START Input records

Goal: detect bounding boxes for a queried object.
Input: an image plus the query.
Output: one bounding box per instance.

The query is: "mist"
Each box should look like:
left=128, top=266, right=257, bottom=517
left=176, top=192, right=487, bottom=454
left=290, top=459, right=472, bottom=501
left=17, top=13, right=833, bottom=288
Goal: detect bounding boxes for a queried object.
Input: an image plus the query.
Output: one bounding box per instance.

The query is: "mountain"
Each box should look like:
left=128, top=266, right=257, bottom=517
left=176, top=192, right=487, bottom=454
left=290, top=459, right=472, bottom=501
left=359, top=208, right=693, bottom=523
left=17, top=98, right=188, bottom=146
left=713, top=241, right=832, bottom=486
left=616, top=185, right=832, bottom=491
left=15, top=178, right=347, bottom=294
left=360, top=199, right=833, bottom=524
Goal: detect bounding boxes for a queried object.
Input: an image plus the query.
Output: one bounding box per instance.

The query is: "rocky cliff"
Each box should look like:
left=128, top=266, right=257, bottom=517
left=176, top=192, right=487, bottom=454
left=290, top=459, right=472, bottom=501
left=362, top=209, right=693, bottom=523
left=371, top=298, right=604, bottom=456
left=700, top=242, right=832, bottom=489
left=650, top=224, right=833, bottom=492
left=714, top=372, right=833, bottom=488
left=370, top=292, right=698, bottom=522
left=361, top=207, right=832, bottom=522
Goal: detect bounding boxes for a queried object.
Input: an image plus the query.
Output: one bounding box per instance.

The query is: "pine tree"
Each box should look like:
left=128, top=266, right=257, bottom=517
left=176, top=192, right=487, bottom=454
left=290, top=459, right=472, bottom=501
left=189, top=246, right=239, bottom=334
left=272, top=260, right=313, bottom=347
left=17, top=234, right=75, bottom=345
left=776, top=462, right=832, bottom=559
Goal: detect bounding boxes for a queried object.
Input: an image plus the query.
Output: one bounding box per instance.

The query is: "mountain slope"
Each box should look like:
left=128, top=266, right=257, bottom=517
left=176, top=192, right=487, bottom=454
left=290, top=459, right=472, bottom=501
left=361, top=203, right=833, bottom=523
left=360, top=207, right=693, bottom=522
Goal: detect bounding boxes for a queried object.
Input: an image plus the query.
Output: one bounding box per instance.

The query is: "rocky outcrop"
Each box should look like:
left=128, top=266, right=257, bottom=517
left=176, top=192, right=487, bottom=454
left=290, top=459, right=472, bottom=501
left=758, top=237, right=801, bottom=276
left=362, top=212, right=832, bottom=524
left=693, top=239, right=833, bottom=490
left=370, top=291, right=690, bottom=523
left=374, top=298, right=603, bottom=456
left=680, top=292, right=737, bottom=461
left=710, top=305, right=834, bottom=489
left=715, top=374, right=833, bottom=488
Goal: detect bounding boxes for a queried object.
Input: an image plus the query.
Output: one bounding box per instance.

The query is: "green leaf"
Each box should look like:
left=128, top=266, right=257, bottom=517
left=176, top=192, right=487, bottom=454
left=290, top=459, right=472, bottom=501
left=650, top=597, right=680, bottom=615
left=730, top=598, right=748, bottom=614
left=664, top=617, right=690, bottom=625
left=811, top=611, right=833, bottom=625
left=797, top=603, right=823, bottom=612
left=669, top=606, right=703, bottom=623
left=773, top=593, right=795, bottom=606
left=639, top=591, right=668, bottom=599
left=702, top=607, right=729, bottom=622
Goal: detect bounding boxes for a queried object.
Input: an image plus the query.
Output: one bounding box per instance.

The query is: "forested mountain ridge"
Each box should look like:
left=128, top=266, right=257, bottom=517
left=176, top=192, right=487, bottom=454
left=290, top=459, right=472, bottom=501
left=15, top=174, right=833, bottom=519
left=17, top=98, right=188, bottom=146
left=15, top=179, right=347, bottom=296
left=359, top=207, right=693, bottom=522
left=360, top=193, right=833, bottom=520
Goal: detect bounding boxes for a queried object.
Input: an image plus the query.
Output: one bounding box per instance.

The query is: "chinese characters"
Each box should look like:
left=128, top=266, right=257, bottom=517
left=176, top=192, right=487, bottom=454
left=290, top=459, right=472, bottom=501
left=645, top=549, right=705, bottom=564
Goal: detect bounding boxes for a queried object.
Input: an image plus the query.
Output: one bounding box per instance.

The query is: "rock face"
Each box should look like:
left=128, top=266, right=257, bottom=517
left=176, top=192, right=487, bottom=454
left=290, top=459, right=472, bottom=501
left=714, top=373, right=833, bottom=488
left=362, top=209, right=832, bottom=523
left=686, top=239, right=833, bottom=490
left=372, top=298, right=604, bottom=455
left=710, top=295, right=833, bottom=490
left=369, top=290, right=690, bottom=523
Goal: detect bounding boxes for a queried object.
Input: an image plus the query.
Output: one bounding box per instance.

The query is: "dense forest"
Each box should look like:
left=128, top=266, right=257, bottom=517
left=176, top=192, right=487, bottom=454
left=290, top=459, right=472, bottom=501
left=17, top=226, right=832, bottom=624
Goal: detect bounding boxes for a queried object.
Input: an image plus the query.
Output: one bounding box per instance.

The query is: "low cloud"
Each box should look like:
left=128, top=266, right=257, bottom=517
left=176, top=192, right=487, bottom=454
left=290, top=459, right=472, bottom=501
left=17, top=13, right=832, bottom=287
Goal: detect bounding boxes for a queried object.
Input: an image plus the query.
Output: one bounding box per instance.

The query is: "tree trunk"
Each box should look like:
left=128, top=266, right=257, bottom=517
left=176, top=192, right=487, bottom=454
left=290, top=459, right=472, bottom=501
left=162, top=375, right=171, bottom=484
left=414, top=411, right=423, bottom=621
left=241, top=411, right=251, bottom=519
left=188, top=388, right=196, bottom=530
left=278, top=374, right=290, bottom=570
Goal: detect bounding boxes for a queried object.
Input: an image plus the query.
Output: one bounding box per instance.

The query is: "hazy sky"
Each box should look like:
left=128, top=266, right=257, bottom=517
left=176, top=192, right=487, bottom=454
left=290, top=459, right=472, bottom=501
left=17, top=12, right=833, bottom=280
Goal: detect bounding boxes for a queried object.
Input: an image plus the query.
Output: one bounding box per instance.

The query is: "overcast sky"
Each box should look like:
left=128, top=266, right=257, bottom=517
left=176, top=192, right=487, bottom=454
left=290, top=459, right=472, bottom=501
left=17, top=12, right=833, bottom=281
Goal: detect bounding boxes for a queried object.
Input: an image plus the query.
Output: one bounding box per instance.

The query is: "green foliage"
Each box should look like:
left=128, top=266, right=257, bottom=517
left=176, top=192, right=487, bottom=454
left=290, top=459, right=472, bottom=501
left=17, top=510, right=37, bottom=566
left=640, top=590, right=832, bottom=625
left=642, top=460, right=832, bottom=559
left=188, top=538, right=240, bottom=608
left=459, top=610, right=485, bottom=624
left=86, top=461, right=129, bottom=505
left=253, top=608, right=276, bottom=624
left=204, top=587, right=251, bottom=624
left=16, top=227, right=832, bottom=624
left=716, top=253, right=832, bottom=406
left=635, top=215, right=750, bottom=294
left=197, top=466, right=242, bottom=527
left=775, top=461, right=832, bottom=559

END Input records

Activity —
Exactly reproduce every line of the data above.

Result of the exercise —
Goal: detect bounding boxes for a queried object.
Input: an image plus the query.
Output: one bounding box per instance.

The query is: "mist"
Each box should look like:
left=128, top=266, right=257, bottom=517
left=176, top=192, right=487, bottom=454
left=290, top=459, right=472, bottom=501
left=17, top=13, right=833, bottom=288
Goal: detect bounding boxes for a queried object.
Input: an image plus the query.
Output: one bounding box per instance.

The query is: "mountain"
Each box should look like:
left=128, top=266, right=257, bottom=517
left=176, top=192, right=487, bottom=454
left=290, top=459, right=472, bottom=501
left=359, top=208, right=693, bottom=523
left=17, top=98, right=188, bottom=146
left=713, top=241, right=832, bottom=486
left=616, top=185, right=832, bottom=491
left=15, top=178, right=347, bottom=294
left=360, top=199, right=833, bottom=524
Goal: detect bounding boxes for a queried object.
Input: an image plus the query.
Output: one bounding box per instance.

The query is: "rocky cliff"
Each box should look like:
left=128, top=266, right=257, bottom=517
left=176, top=192, right=487, bottom=454
left=290, top=459, right=472, bottom=501
left=362, top=209, right=693, bottom=523
left=371, top=298, right=604, bottom=456
left=700, top=242, right=832, bottom=489
left=650, top=224, right=833, bottom=492
left=714, top=372, right=833, bottom=488
left=370, top=292, right=698, bottom=522
left=361, top=207, right=832, bottom=522
Goal: detect bounding boxes for a queried object.
Input: an image plus the query.
Output: one bounding box per instance.

The query is: "pine tree"
Each box should look like:
left=128, top=266, right=257, bottom=517
left=176, top=192, right=487, bottom=454
left=290, top=459, right=472, bottom=501
left=189, top=246, right=239, bottom=334
left=272, top=260, right=313, bottom=347
left=17, top=234, right=75, bottom=345
left=776, top=462, right=832, bottom=559
Goal: detect bounding boxes for a queried object.
Input: an image plus the query.
Output: one bounding box per instance.

The query is: "mountain slope"
Each box should look like:
left=128, top=266, right=257, bottom=517
left=176, top=192, right=487, bottom=454
left=290, top=459, right=472, bottom=501
left=361, top=203, right=833, bottom=523
left=360, top=207, right=693, bottom=522
Goal: detect bounding boxes for a queried object.
Input: an image plus the query.
Output: one bounding box per instance.

The query is: "rocky outcrop"
Each box should look like:
left=128, top=266, right=257, bottom=517
left=176, top=192, right=487, bottom=454
left=290, top=459, right=472, bottom=501
left=758, top=237, right=801, bottom=276
left=362, top=212, right=832, bottom=524
left=693, top=239, right=833, bottom=490
left=370, top=291, right=690, bottom=523
left=374, top=298, right=603, bottom=456
left=680, top=292, right=737, bottom=461
left=710, top=305, right=834, bottom=489
left=715, top=374, right=833, bottom=488
Goal: detect bounding boxes for a queried object.
Input: an image plus the query.
Output: one bounding box per instance.

The query is: "green leaf"
Each box should look like:
left=128, top=266, right=257, bottom=517
left=176, top=192, right=487, bottom=454
left=290, top=459, right=472, bottom=501
left=650, top=597, right=680, bottom=615
left=730, top=598, right=748, bottom=614
left=664, top=617, right=690, bottom=625
left=811, top=611, right=833, bottom=625
left=797, top=603, right=823, bottom=612
left=669, top=606, right=703, bottom=623
left=773, top=593, right=795, bottom=606
left=639, top=591, right=668, bottom=599
left=702, top=607, right=729, bottom=622
Goal: detect bounding boxes for a queried object.
Input: an image plus the query.
Output: one bounding box per instance.

The query is: "forested mountain ridge"
Each box should look like:
left=128, top=266, right=257, bottom=517
left=176, top=192, right=487, bottom=454
left=290, top=459, right=472, bottom=501
left=15, top=174, right=833, bottom=519
left=17, top=98, right=188, bottom=146
left=15, top=179, right=347, bottom=296
left=359, top=207, right=693, bottom=522
left=360, top=193, right=833, bottom=520
Goal: detect bounding boxes for a queried object.
Input: an image plus the query.
Output: one bounding box per instance.

The query is: "chinese characters"
Each box should look like:
left=128, top=266, right=257, bottom=517
left=176, top=192, right=487, bottom=454
left=290, top=459, right=472, bottom=501
left=645, top=549, right=705, bottom=564
Goal: detect bounding boxes for a queried object.
Input: an image plus the query.
Output: one bounding box per instance.

The query is: "rock face"
Each box should look like:
left=128, top=266, right=257, bottom=517
left=176, top=192, right=487, bottom=454
left=290, top=459, right=472, bottom=501
left=714, top=373, right=833, bottom=488
left=362, top=209, right=832, bottom=523
left=686, top=239, right=833, bottom=490
left=372, top=298, right=604, bottom=455
left=710, top=295, right=833, bottom=490
left=369, top=290, right=690, bottom=523
Goal: detect bounding boxes for a queried object.
Input: an image plus the query.
Output: one bounding box per instance.

The query is: "dense forest"
Each box should look like:
left=128, top=266, right=257, bottom=517
left=176, top=192, right=487, bottom=454
left=290, top=459, right=472, bottom=501
left=17, top=226, right=832, bottom=624
Goal: detect bounding boxes for a queried object.
Input: an image plus the query.
Output: one bounding box per instance.

The query is: "low cloud"
Each box should look like:
left=128, top=266, right=257, bottom=517
left=176, top=192, right=487, bottom=454
left=290, top=459, right=472, bottom=501
left=17, top=13, right=832, bottom=287
Goal: detect bounding boxes for a queried object.
Input: an image plus the query.
Output: one bounding box per instance.

The query is: "tree trunk"
Each box should look like:
left=128, top=266, right=257, bottom=517
left=176, top=192, right=487, bottom=454
left=290, top=459, right=472, bottom=501
left=162, top=375, right=171, bottom=484
left=414, top=411, right=423, bottom=621
left=241, top=411, right=251, bottom=519
left=188, top=388, right=196, bottom=530
left=278, top=374, right=290, bottom=570
Goal: detect bounding boxes for a queried object.
Input: an image plus the query.
Output: one bounding box per instance.

The query is: "hazy sky"
Each box should look like:
left=128, top=266, right=257, bottom=517
left=176, top=192, right=487, bottom=454
left=290, top=459, right=472, bottom=501
left=17, top=12, right=833, bottom=280
Goal: detect bounding boxes for a queried object.
Input: an image plus the query.
Output: one bounding box per instance.

The query is: "overcast sky"
Each box should look like:
left=128, top=266, right=257, bottom=517
left=176, top=192, right=487, bottom=454
left=290, top=459, right=472, bottom=501
left=17, top=12, right=833, bottom=281
Goal: detect bounding boxes for a queried object.
Input: an image plus the query.
Output: one bounding box per instance.

The query is: "green foliage"
Each box should look like:
left=128, top=266, right=257, bottom=517
left=176, top=192, right=487, bottom=454
left=290, top=459, right=472, bottom=501
left=17, top=510, right=37, bottom=566
left=640, top=590, right=832, bottom=625
left=642, top=460, right=832, bottom=559
left=188, top=538, right=240, bottom=608
left=459, top=610, right=485, bottom=624
left=86, top=461, right=129, bottom=505
left=253, top=608, right=276, bottom=624
left=204, top=587, right=251, bottom=624
left=16, top=227, right=832, bottom=624
left=716, top=253, right=832, bottom=406
left=635, top=215, right=750, bottom=294
left=197, top=466, right=242, bottom=527
left=775, top=461, right=832, bottom=559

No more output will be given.